*** Begin section ***

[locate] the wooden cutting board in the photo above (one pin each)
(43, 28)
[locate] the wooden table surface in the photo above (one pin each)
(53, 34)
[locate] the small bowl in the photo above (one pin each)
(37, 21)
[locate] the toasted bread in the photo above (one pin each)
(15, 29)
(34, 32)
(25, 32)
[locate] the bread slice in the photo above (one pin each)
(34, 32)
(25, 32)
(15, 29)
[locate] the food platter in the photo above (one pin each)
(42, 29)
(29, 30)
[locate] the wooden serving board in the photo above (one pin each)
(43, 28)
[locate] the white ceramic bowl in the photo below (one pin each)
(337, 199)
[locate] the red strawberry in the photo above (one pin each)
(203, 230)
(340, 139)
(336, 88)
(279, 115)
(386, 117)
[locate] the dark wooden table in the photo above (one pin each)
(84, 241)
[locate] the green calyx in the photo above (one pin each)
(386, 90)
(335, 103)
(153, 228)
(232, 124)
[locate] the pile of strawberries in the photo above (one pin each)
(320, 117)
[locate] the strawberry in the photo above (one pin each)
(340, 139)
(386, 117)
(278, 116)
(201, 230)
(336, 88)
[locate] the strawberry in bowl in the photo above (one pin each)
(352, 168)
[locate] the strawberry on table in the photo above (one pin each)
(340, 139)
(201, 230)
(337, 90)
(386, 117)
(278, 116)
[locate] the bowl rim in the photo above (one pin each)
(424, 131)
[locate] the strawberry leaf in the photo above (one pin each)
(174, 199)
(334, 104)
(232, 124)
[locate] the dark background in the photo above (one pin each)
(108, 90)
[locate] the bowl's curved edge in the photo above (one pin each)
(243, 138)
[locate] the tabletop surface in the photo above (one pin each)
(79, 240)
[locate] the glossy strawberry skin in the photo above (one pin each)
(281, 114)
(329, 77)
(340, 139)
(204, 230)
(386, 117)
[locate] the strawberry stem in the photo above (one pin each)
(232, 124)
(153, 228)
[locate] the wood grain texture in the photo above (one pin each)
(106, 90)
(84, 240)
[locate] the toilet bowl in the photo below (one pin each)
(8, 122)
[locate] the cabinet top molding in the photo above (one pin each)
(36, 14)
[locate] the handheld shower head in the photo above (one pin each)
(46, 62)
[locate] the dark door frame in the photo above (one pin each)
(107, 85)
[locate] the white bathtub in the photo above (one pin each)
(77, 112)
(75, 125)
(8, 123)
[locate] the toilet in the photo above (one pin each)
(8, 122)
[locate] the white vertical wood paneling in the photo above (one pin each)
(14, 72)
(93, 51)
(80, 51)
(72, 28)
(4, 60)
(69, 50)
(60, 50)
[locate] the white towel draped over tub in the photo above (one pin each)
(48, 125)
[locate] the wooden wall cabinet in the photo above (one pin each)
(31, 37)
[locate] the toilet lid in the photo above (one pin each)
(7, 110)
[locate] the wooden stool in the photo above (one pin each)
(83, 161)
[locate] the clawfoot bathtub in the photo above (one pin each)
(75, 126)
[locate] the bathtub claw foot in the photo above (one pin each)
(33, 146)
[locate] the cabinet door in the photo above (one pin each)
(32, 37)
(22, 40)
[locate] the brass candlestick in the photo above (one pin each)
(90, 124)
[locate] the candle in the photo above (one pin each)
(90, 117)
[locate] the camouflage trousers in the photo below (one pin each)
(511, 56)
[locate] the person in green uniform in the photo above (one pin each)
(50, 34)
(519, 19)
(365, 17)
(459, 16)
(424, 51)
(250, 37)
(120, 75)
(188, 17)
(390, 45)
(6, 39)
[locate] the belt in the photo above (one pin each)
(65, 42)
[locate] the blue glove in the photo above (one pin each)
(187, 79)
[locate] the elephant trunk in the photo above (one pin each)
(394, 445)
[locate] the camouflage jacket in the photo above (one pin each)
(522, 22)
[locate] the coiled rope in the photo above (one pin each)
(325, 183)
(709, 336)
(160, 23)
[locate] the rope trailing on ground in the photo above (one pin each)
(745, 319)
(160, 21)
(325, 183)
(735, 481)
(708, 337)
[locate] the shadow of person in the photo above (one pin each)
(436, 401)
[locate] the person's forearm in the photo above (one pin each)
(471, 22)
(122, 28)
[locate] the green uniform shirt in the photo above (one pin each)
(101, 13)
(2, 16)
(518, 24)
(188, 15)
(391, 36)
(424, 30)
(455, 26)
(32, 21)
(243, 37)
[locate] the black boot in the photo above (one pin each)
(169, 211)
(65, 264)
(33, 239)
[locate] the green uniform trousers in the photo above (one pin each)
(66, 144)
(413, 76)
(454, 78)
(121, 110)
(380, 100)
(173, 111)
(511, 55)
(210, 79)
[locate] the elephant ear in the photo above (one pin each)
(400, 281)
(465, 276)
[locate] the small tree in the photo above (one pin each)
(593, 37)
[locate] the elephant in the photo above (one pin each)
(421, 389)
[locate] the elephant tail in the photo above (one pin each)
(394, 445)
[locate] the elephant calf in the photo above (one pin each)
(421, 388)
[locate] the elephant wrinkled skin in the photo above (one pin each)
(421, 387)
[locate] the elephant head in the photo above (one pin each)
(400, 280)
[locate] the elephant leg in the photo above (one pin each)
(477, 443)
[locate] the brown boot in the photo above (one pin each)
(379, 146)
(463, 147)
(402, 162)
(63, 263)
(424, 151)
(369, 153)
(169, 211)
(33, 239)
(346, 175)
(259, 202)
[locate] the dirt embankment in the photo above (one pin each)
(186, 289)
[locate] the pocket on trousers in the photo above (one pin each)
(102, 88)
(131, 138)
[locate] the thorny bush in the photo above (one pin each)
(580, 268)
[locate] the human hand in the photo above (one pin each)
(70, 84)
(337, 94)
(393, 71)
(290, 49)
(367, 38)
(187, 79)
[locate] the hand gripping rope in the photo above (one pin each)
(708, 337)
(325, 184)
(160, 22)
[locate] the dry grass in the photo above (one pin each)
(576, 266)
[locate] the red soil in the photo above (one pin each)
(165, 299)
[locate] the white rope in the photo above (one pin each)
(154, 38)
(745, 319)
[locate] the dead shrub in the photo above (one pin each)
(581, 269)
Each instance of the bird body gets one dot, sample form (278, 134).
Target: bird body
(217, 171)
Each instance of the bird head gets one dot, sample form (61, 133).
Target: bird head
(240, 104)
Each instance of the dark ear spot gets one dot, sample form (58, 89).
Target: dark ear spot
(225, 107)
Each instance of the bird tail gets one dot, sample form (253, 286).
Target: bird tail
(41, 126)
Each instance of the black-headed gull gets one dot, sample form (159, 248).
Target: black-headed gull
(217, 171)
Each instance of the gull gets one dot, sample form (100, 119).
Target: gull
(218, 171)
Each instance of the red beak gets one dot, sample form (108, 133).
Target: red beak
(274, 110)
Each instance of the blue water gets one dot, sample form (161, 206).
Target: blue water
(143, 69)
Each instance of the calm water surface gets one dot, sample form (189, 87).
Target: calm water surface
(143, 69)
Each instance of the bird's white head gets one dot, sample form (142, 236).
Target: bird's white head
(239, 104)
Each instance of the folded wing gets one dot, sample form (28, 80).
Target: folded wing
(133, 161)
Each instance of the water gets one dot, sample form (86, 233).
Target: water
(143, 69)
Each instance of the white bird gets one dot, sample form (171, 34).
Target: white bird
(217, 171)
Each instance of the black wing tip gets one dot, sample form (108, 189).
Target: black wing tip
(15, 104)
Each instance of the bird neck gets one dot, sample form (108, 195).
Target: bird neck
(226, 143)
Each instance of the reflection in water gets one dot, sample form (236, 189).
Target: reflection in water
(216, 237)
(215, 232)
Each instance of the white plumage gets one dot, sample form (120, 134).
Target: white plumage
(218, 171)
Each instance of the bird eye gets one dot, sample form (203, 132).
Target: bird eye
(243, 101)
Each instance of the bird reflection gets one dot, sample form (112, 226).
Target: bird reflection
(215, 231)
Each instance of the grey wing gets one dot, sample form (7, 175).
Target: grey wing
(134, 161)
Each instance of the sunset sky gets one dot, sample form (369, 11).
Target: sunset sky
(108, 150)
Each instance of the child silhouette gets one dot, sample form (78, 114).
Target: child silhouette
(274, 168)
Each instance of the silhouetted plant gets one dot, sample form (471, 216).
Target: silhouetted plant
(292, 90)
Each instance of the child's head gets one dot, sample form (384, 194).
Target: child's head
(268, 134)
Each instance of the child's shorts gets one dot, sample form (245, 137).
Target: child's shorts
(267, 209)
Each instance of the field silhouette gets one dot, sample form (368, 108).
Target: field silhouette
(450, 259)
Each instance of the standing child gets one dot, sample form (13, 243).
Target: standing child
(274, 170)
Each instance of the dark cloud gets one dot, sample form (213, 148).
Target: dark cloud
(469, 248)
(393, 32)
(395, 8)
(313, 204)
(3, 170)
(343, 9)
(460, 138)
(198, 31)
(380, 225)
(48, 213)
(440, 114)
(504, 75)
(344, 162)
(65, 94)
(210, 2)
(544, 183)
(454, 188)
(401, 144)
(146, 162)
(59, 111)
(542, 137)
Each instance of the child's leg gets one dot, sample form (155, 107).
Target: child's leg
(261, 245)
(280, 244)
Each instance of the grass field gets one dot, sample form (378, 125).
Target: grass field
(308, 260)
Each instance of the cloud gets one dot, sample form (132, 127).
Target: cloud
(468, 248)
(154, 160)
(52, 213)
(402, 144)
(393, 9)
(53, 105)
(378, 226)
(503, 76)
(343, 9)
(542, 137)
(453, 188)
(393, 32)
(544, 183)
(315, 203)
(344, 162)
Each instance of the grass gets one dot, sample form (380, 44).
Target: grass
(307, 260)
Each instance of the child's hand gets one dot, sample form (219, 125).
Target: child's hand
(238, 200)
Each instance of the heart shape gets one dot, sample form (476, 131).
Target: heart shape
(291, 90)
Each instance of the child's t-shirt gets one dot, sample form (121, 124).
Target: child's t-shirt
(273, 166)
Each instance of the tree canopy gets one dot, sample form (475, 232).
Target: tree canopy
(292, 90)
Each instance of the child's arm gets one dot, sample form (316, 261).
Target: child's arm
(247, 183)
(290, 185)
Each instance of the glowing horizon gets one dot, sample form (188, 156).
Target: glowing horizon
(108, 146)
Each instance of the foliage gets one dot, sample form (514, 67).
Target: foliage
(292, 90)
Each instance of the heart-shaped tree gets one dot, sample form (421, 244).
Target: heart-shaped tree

*** End section ***
*** Begin section ***

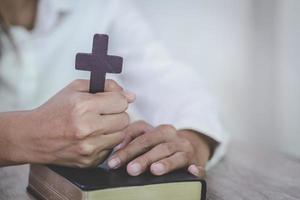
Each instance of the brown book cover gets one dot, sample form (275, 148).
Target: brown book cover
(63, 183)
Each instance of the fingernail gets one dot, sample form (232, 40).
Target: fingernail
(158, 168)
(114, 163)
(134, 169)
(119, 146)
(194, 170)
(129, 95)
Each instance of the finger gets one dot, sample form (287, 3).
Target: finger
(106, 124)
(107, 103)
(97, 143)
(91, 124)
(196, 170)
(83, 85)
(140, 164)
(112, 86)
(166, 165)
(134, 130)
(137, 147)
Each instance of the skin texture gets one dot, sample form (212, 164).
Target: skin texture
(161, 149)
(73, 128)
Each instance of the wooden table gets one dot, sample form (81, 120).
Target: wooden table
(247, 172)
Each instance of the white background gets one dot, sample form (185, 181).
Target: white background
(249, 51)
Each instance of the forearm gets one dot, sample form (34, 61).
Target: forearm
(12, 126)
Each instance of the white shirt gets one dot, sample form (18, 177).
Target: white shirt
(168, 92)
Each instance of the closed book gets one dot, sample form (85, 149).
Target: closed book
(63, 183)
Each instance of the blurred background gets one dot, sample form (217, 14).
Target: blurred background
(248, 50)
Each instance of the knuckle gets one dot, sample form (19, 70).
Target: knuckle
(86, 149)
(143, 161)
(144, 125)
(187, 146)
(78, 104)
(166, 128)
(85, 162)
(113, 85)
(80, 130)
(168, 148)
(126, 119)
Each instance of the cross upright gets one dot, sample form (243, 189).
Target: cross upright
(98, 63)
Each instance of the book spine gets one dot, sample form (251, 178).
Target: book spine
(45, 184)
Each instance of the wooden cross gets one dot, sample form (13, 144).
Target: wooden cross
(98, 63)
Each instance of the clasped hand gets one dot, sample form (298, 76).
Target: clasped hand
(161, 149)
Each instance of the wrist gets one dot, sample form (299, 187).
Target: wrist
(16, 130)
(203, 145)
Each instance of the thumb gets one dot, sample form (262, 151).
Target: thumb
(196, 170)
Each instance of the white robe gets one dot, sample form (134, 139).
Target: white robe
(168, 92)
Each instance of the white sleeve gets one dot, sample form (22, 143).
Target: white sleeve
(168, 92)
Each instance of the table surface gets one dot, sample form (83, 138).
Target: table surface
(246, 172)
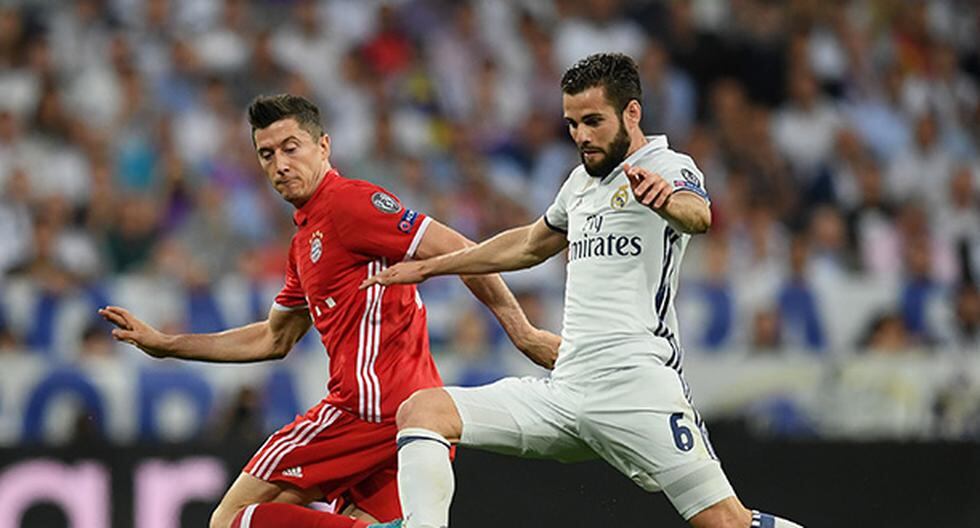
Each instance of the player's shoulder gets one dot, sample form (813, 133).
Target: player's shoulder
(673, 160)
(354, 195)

*** End section ***

Instructions to follow
The task calls for all lines in the entries that hold "shaped".

Answer for this exercise
Each instance of the heart-shaped tree gets one dot, sample form (421, 244).
Target: heart-shaped tree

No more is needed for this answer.